== Text shown

Answer. I think what you're really saying, Bill, is that academics simply have a built in bias-that if they associate with the CIA they're tarnished. Even Norman Bimbaum is associating with us these days. Seriously, the connection between the analysts and the people who collect intelligence-whether they collect it from our technical system, whether they collect it from our human intelligence system, whether they collect it from our overt, open system-is absolutely fundamental to the process of intelligence. It would be like somebody doing research on geological strata out in the field and digging cores and not being willing to talk to the people back in the university who are analyzing it and writing the dissertation. What happens in this game is that the analyst needs some information. He walks across the hall and talks to the man who goes out and collects it. He describes it and the man says well, I've got this system and that system and I'll try a little of each and see what I get. He comes back and says here's what I have and the analyst oh no, you missed the point a little bit over here. I want to know the color of the nodes, not how thick they are. They go back and they try it again. Otherwise, we collect information about Country X and we analyze it on Country Y. It is utterly essential. I have in my time moved within the organization, somewhat in directions other than indicated. I am making a very clear division here, but I can't just separate them and even if I did, what difference would it make. I'd call one the CIA and the other one XIA or something like that and they'd still have to be there and work together. I think it's a subterfuge to simply tell you all that you are not working for the CIA because I call it the XIA.

Question. There is a second issue which is the compatability between operations by intelligence agencies and analysis. It seems to me very different that I would ask Admiral Turner to put a contemporary version on that-whether he does not think it would be an incompatability. Let's say the President of the United States was to simultaneously order him: one, to produce the best possible analysis of the Cuban role in Africa and two, conduct a worldwide propaganda campaign using CIA assets to exaggerate and to alarm people about the Cuban role in Africa; and whether an academic should not wonder about whether he should cooperate with CIA on the first question if they are simultaneously engaged in the second activity.

====

Objective A
Swap "smoke" for "steam" in the rows from the line with "Target: thick white smoke" up to and including the line with "Target: office tower", and give back only those rows without the pictures.
The rows come from a different source than the text above.

== Data to process

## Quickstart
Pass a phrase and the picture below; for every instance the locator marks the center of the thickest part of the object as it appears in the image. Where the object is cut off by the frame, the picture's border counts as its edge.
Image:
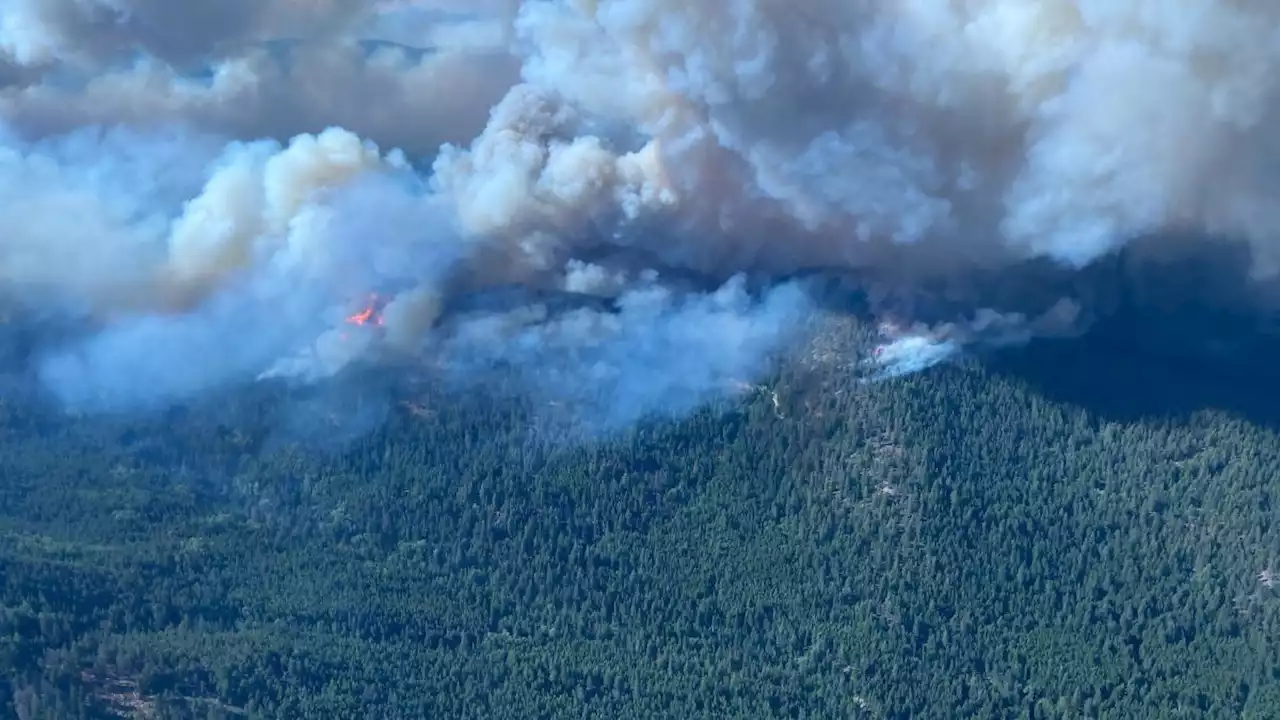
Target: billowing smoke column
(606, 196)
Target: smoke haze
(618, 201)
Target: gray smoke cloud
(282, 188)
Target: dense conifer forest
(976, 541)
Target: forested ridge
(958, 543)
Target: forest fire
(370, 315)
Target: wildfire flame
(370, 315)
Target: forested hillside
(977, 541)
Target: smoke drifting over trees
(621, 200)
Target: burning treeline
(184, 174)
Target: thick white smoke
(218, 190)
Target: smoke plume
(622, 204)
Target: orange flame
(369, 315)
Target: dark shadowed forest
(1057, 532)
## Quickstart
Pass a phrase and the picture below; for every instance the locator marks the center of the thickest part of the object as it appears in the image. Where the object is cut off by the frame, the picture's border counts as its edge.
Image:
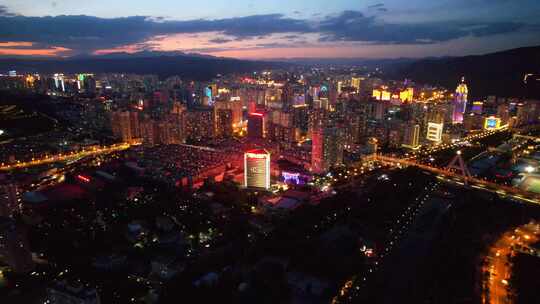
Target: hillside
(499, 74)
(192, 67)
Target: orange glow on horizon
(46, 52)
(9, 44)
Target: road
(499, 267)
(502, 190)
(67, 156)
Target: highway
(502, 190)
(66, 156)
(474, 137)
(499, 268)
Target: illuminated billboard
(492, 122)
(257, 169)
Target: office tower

====
== Data to process

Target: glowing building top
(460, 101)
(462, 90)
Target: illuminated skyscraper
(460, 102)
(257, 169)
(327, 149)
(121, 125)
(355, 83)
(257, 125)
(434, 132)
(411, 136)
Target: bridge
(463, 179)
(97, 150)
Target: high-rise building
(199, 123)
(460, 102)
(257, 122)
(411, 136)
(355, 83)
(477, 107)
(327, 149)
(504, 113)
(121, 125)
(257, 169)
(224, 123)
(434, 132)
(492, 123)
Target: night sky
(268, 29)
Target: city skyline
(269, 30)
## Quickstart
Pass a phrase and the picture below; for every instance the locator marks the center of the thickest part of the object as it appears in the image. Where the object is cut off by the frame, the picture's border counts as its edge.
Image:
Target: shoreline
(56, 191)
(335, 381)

====

Objective B
What systems for collecting intelligence are named in the CIA transcript?

Complete response A
Target: thick white steam
(218, 190)
Target: steam plume
(622, 204)
Target: orange flame
(369, 315)
Target: dark shadowed forest
(1057, 532)
## Quickstart
Pass a phrase and the picture below; for every instance the locator marks the center of the thickest part of the object as it appears in the image. Where the object is cut off by the frame, the picture's border counts as its edge.
Image:
Target: hillside
(499, 74)
(192, 67)
Target: orange glow on horizon
(46, 52)
(9, 44)
Target: road
(499, 267)
(502, 190)
(67, 156)
Target: highway
(502, 190)
(66, 156)
(474, 137)
(499, 268)
Target: illuminated billboard
(492, 122)
(257, 169)
Target: office tower

Complete response B
- the technical system
- the human intelligence system
- the overt, open system